■ **EXERCISE OBJECTIVE**
Copy out the final stretch of the listing: the line that contains "mark: blue sky" and all lines after it, exactly as they appear.

■ **MATERIALS PROVIDED**
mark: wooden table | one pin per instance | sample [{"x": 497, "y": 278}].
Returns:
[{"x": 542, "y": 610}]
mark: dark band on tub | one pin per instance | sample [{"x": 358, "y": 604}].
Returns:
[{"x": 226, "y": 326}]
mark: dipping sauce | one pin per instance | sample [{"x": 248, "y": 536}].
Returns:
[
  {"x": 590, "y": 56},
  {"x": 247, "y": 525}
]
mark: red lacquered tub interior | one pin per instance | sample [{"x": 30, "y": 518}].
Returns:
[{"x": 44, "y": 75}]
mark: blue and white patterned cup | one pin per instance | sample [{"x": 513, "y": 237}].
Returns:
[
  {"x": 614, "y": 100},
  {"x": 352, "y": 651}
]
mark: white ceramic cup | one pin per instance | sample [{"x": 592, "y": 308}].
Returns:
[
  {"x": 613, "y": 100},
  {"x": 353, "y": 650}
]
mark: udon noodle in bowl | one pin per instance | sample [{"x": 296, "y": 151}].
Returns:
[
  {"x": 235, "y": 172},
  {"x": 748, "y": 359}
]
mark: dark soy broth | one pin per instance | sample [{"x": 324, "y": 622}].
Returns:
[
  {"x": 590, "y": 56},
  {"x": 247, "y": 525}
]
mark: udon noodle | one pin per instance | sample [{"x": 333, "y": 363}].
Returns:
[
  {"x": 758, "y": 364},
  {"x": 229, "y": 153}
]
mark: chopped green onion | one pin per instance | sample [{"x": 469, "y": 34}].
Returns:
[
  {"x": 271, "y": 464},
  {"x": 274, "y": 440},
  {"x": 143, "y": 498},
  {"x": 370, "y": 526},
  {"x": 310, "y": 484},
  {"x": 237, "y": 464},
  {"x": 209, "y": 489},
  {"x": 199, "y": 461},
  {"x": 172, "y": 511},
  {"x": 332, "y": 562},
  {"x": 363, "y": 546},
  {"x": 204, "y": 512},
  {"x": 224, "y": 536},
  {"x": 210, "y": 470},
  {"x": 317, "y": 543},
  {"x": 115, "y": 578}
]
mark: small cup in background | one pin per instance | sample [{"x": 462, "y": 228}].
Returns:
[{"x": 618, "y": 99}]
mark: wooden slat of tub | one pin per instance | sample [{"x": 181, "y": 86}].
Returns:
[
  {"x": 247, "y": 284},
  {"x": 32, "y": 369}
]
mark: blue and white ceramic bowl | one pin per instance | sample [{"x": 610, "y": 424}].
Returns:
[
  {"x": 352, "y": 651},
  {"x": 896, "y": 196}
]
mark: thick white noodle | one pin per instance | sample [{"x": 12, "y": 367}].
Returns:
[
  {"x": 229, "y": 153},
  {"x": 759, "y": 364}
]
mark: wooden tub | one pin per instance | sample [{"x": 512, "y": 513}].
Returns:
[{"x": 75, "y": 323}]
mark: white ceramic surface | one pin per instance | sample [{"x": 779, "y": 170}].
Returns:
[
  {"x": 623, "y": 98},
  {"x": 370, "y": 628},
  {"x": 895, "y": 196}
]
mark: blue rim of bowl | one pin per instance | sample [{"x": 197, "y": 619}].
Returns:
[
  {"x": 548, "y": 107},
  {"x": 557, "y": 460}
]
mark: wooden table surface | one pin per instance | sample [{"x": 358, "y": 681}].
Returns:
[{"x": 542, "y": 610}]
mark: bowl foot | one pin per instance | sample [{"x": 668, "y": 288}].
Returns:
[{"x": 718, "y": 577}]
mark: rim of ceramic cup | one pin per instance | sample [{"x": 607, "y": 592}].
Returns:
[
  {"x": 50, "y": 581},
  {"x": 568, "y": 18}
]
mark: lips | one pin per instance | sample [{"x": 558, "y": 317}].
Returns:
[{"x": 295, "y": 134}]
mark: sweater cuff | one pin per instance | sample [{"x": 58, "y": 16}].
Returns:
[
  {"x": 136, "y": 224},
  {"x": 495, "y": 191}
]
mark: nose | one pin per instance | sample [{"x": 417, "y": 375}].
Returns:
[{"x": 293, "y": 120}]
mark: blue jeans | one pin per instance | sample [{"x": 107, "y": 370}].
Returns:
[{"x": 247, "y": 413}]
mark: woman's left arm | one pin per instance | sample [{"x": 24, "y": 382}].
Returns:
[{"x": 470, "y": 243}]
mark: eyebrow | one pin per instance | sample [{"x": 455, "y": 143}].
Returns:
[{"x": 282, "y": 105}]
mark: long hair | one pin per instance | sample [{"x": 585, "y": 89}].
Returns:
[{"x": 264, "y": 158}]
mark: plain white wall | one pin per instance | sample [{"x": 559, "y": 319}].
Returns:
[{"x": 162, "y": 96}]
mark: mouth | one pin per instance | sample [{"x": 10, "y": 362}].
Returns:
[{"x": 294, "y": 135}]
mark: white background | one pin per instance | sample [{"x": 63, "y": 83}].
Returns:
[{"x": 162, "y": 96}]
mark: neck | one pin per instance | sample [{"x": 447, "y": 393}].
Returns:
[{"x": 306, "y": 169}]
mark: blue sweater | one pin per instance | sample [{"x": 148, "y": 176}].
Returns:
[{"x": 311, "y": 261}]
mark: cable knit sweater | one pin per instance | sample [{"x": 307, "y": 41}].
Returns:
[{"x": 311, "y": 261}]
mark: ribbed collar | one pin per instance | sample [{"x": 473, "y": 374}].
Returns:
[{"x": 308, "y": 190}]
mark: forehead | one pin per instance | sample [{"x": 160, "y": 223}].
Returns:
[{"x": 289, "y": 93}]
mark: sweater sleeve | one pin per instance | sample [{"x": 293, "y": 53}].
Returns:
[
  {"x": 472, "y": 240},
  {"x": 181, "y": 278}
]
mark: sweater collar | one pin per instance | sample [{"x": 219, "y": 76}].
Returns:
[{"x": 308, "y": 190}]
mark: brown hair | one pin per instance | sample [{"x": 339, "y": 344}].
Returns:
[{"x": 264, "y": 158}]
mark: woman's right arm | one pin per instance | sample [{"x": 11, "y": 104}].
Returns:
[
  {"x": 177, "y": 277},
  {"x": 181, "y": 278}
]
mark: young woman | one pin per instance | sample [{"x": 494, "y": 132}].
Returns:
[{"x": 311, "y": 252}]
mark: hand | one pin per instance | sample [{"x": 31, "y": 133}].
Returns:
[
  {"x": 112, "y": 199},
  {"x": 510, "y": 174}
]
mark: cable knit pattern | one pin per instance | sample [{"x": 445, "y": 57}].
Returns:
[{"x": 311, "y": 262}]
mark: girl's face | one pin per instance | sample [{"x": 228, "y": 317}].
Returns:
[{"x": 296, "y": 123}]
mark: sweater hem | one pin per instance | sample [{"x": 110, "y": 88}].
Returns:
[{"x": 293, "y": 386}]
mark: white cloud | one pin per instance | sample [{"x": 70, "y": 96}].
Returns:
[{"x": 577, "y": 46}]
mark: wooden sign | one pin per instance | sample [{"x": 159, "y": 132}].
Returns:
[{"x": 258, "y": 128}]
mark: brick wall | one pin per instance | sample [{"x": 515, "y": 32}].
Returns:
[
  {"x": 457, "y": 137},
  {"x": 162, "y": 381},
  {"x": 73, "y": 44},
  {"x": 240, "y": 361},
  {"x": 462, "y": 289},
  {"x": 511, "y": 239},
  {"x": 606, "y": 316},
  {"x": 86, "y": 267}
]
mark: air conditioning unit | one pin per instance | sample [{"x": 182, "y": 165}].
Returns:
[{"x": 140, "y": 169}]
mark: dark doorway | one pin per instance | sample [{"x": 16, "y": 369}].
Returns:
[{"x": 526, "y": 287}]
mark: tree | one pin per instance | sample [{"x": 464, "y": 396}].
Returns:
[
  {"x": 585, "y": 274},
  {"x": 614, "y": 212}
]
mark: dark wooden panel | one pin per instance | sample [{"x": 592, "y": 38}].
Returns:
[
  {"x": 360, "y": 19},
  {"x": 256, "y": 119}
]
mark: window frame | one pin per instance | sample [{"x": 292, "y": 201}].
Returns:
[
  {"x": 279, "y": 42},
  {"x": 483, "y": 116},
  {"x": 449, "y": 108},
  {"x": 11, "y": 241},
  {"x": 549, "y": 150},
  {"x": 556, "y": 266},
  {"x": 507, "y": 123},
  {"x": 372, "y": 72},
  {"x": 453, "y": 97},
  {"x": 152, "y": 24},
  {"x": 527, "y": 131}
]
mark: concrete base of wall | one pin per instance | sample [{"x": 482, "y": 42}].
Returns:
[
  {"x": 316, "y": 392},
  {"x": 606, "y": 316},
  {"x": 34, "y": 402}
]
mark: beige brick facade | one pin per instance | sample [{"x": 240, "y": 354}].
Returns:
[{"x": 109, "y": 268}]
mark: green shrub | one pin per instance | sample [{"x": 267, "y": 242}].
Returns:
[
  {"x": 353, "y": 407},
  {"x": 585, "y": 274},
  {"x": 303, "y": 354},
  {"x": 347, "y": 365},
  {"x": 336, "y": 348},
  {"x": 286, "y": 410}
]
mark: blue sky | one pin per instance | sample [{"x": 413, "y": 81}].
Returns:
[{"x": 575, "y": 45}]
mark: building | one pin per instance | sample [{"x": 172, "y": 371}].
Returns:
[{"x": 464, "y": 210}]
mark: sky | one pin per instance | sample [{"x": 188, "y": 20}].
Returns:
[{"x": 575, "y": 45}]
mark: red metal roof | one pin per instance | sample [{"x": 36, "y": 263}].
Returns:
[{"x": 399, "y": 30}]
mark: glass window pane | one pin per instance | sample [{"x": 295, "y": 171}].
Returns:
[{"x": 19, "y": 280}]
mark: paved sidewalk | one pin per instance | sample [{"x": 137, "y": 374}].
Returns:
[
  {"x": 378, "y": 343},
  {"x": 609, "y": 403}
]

■ **FULL SOLUTION**
mark: blue sky | one pin per instance | sample [{"x": 413, "y": 81}].
Returns:
[{"x": 575, "y": 45}]
mark: building | one pin per instance | sample [{"x": 172, "y": 371}].
Returns:
[{"x": 464, "y": 210}]
mark: sky | one pin per instance | sample [{"x": 188, "y": 20}].
Returns:
[{"x": 575, "y": 45}]
mark: red metal roof | one pin per instance | sample [{"x": 36, "y": 263}].
Returns:
[{"x": 399, "y": 30}]
mark: glass window pane | one pin per instance | sample [{"x": 295, "y": 171}].
Returns:
[{"x": 19, "y": 280}]
mark: paved sidewalk | one pin per instance | sample [{"x": 137, "y": 374}].
Returns:
[
  {"x": 378, "y": 343},
  {"x": 609, "y": 403}
]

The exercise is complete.